EXCERPT TO READ.
----

According to Amazon's director of trust for Alexa Anne Toth, and Google and Twitter’s chief privacy officers Keith Enright and Damien Kieran, respectively, technology companies should provide users greater access and control over their data to build trust and ensure safety.
The speakers were part of a virtual panel at the four-day Consumer Electronics Show (CES) 2021, which is set to end on January 14.
“As we think about 2021 in the privacy perspective, it's really about transparency around AI and ML, where we are going to be doing a lot of work,” Kieran said. “We try to make sure that folks understand the quintessential -- what data do we collect, how we use it, when we share it, all of those things.”
This becomes more important in the AI and ML sphere, he said, as these emerging technologies will be ubiquitous to almost everything companies do online in the future.
According to Enright and Toth, while the use of technology has helped people stay connected, it has also made them nervous. To address the issue, technology companies must take measures such as allowing users to delete data and offer data portability, they said.
“This includes continuing the work done in the past on privacy and data protection, to do an even better job of explaining to users -- in a way they understand the technology and its implications -- the innovations in controls. But it also means working across industries and with regulators to identify opportunities to meaningfully improve the privacy and security that governs user behaviour online,” Enright said.

----

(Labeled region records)

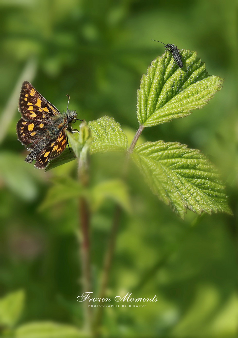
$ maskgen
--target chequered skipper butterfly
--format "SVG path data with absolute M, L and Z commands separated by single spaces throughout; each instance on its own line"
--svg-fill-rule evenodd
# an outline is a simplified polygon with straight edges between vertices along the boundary
M 61 114 L 27 81 L 22 84 L 18 106 L 22 117 L 17 125 L 18 138 L 30 151 L 25 161 L 35 160 L 35 167 L 44 169 L 64 150 L 66 129 L 77 132 L 70 124 L 78 119 L 77 114 L 69 110 L 69 101 L 67 112 Z

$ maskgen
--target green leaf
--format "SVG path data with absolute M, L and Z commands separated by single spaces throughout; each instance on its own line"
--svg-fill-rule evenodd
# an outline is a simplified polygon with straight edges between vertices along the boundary
M 51 161 L 49 165 L 46 168 L 46 171 L 75 160 L 76 159 L 76 156 L 72 148 L 70 148 L 70 151 L 71 152 L 69 148 L 67 148 L 60 156 L 56 157 L 56 158 Z
M 21 198 L 31 201 L 38 192 L 34 179 L 35 169 L 21 156 L 10 152 L 0 154 L 0 179 L 4 184 Z
M 84 338 L 89 335 L 70 325 L 51 321 L 35 322 L 20 327 L 16 338 Z
M 178 67 L 168 51 L 152 61 L 137 92 L 137 117 L 151 127 L 186 116 L 202 108 L 221 89 L 219 76 L 208 75 L 196 52 L 180 51 L 183 67 Z
M 54 185 L 50 188 L 39 208 L 42 211 L 63 201 L 81 196 L 83 189 L 77 181 L 70 178 L 54 180 Z
M 102 182 L 91 190 L 93 211 L 99 209 L 106 199 L 114 201 L 128 212 L 131 210 L 128 189 L 123 181 L 112 179 Z
M 127 138 L 120 124 L 112 117 L 103 116 L 90 121 L 88 125 L 94 141 L 90 153 L 107 151 L 123 151 L 128 147 Z
M 18 321 L 24 306 L 22 290 L 11 292 L 0 299 L 0 326 L 12 328 Z
M 196 149 L 177 142 L 147 142 L 131 154 L 153 192 L 180 216 L 188 208 L 232 213 L 214 167 Z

----

Could you rewrite the privacy panel excerpt starting at "This becomes more" and ending at "portability, they said.", swapping "nervous" for "anxious"?

This becomes more important in the AI and ML sphere, he said, as these emerging technologies will be ubiquitous to almost everything companies do online in the future.
According to Enright and Toth, while the use of technology has helped people stay connected, it has also made them anxious. To address the issue, technology companies must take measures such as allowing users to delete data and offer data portability, they said.